▸ **TASK SET**:
1. Extract the passage of the Neill Blomkamp interview about Demonic from "You said befoore" up to and including "that I’ve done.".
2. Continue the Neill Blomkamp interview about Demonic from the point where it stops.

Neill Blomkamp‘s fourth feature film, Demonic, is finally out. While it contains the sci-fi elements the District 9 director is known for, it also takes a turn into horror territory. Senior Gaming Editor Michael Leri sat down with the Blomkamp to speak about how he came to think of this two-pronged idea, making a movie during COVID lockdowns, and what the Vatican has to do with all of this.
Michael Leri: Horror movies often have a more limited scope because a lot of the heavy lifting is done in the viewer’s mind or in the darkness. Did your will to make a horror movie have to do with the inherently limited scope that shooting during COVID lockdowns would have?
Neill Blomkamp: Yeah, I think so. When I was deciding on what to do, I felt like dusting off the idea of doing our own small horror film. It felt right. Because of the budget constraints and everything else, you just scale down. It just feels more intimate.
You said “dusting off.” Was this something you had been kicking around for a while?
No. I was thinking of the idea of making a horror film at some point at a low budget. But the story elements, not really. I had different story elements in my head like volumetric capture. I wanted to do something with the Vatican in a 21st-century kind of way.
Technology doesn’t seem to often mix with religious imagery outside of the two new Doom games. What about that worked for you and was something you wanted to explore in Demonic?
Doom is interesting in that sense. I’ve never thought about that before but it’s true. That is the closest thing that I can think of. Honestly, it was two separate ideas. I wanted to do something with volumetric capture at some point. It wasn’t necessarily a low-budget horror film. It wasn’t even a film. It may have been one of the Oats Studio YouTube pieces. I knew I wanted to do that.
I also had this idea of the Vatican operating in a 21st century way. They have so much capital that maybe they could almost, like the CIA, could buy out corporations and buy things to further their agenda. With this film, it was like I could use those two elements and put them together and see what happens. And that naturally is the religious meeting technology.
One was a filmmaking technique and the other was a conceptual idea. It yielded a demonically possessed person who is living in a virtual reality environment. The story grew out of that.
You said befoore that there was no way you would have made Demonic if it wasn’t for COVID. Do you think you will eventually want to make another horror movie after the pandemic clears?
Yeah, I would make more horror movies for sure. I also think that this doesn’t tick the boxes of a traditional horror film. For audiences that are hoping for straight up horror, it may not give them what they want. But in the realm of horror, I would be fully happy to do more in the genre. I love working the genre, actually.
If you look at Rakka, Zygote, or Firebase from Oats, they actually were the first steps for me into more explicit science fiction horror. So in a sense, Demonic is like the fourth one of those. But it’s the first feature that I’ve done.

▸ **DATA EXTRACT**:
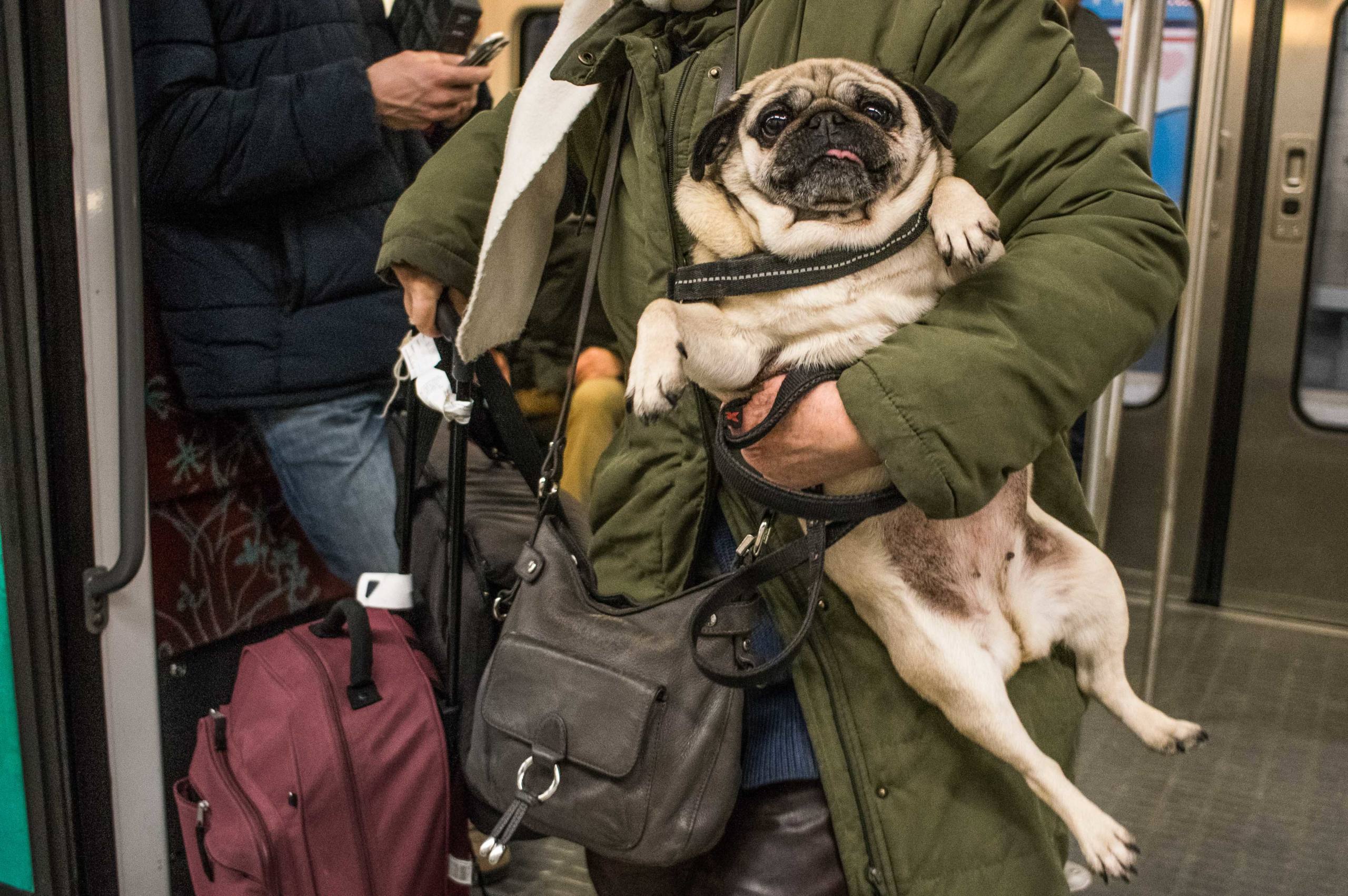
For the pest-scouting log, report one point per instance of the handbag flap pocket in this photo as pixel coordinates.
(606, 713)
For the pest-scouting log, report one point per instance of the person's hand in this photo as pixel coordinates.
(816, 441)
(415, 89)
(421, 295)
(596, 363)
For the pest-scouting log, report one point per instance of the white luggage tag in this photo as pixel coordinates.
(390, 592)
(422, 355)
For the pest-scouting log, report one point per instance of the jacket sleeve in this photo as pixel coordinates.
(1096, 261)
(204, 143)
(437, 225)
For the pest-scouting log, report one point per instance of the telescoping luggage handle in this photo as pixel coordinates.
(360, 689)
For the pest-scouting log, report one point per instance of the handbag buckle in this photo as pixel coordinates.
(552, 789)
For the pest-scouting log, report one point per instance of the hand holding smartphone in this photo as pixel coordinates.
(487, 50)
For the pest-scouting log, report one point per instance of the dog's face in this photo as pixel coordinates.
(824, 136)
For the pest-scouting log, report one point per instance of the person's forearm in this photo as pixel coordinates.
(1095, 263)
(437, 225)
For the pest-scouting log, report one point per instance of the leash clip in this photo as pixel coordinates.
(752, 545)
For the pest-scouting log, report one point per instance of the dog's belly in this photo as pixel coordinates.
(988, 573)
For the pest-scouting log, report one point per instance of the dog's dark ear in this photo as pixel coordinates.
(936, 111)
(718, 138)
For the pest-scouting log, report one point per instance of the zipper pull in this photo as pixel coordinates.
(206, 865)
(217, 729)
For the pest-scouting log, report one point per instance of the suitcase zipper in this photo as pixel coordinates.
(335, 717)
(206, 865)
(255, 824)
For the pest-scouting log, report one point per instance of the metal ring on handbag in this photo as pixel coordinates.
(552, 789)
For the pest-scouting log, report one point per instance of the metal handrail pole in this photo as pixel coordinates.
(128, 295)
(1139, 75)
(1187, 347)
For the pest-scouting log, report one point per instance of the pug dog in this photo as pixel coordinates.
(832, 154)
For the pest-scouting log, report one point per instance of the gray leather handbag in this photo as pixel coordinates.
(592, 721)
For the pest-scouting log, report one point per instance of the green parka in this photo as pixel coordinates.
(986, 384)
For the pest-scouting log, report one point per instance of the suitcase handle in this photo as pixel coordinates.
(362, 690)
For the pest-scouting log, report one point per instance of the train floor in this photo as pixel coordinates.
(1261, 810)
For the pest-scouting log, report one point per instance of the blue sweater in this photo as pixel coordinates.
(777, 744)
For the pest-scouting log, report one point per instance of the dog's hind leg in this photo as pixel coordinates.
(1095, 623)
(964, 681)
(947, 653)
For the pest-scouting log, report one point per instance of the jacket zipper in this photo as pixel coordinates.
(670, 136)
(703, 407)
(255, 824)
(873, 872)
(335, 717)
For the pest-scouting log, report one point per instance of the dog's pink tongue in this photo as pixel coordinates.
(844, 154)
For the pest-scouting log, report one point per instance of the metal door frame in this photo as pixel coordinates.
(131, 693)
(1270, 421)
(1210, 215)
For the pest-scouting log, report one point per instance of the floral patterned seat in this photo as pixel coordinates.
(225, 553)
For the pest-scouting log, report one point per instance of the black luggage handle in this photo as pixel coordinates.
(360, 690)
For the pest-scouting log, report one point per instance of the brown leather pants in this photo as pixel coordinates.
(778, 842)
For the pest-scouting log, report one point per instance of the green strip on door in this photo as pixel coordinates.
(15, 849)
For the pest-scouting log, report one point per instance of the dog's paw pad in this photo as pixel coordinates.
(966, 230)
(650, 396)
(1184, 739)
(1108, 849)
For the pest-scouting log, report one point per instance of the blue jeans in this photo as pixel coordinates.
(338, 479)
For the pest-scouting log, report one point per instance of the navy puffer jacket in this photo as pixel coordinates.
(266, 180)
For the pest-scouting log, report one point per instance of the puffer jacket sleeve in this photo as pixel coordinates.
(437, 225)
(204, 143)
(1096, 261)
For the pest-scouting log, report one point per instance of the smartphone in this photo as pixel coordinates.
(487, 50)
(460, 18)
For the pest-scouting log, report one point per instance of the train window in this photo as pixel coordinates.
(1323, 381)
(536, 27)
(15, 856)
(1171, 146)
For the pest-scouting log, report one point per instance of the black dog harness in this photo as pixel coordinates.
(765, 273)
(828, 516)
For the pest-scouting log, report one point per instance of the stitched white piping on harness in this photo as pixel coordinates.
(897, 237)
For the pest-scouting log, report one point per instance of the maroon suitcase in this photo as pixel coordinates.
(328, 774)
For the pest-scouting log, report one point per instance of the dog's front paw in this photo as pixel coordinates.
(966, 230)
(654, 384)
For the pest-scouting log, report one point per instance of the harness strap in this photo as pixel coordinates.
(765, 273)
(807, 506)
(743, 584)
(829, 518)
(795, 386)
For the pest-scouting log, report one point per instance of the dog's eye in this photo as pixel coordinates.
(774, 123)
(878, 112)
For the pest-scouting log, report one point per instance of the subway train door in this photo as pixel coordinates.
(1286, 541)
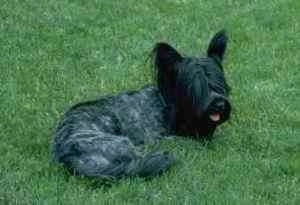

▸ **RESPONSES PER TASK**:
1.
You said befoore that there was no way you would have made Demonic if it wasn’t for COVID. Do you think you will eventually want to make another horror movie after the pandemic clears?
Yeah, I would make more horror movies for sure. I also think that this doesn’t tick the boxes of a traditional horror film. For audiences that are hoping for straight up horror, it may not give them what they want. But in the realm of horror, I would be fully happy to do more in the genre. I love working the genre, actually.
If you look at Rakka, Zygote, or Firebase from Oats, they actually were the first steps for me into more explicit science fiction horror. So in a sense, Demonic is like the fourth one of those. But it’s the first feature that I’ve done.

2.
Making this movie during the early lockdown phases was probably a challenge. Did you like that challenge or were the limitations frustrating? Sometimes creative people like some limitations.
No, I don’t think so. I would say I did everything to not make a “COVID film” It just was because of COVID, the right environment to shoot a small Paranormal Activity kind of film.
The part of it that is not advisable is that if you’re doing a small budget film, dealing with the extra COVID costs is not really wise. It should be a bigger studio film to soak up. Our mantra was “dollars on screen” so if the dollars aren’t going on screen, then they’re not going on screen. And if you have limited dollars, you’re just chewing away [the money].
But in the same sentence, you have no option but to get the COVID options correct. And the whole movie is the result of the rest of Hollywood taking a moment to assess things and I wanted to shoot something.
I need to find out or research when the word “lockdown” came into effect. People keep saying “lockdown” or “quarantine” and I don’t know if those words existed then. I’m serious. I don’t know if things were in lockdown. I don’t know. But at least in Canada, when stuff really was in lockdown, this wouldn’t have been possible because there are actual rules. We just wouldn’t have been able to make it. For us, it was more what the film industry is doing like testing and masks and the way that you enter and exit sets.
You’re working on a AAA multiplayer video game with Gunzilla as a part of your new role there. Can you explain how you’re trying to tell a story in a multiplayer mode, which is a mode that is typically free of narrative?
I can’t release anything about that. I can’t talk about it. Gunzilla is very specific about when or where they’ll talk about things. I am stoked to be working on a multiplayer shooter or any game and be part of the design team. It’s cool. It’s another avenue of creativity I’m really enjoying.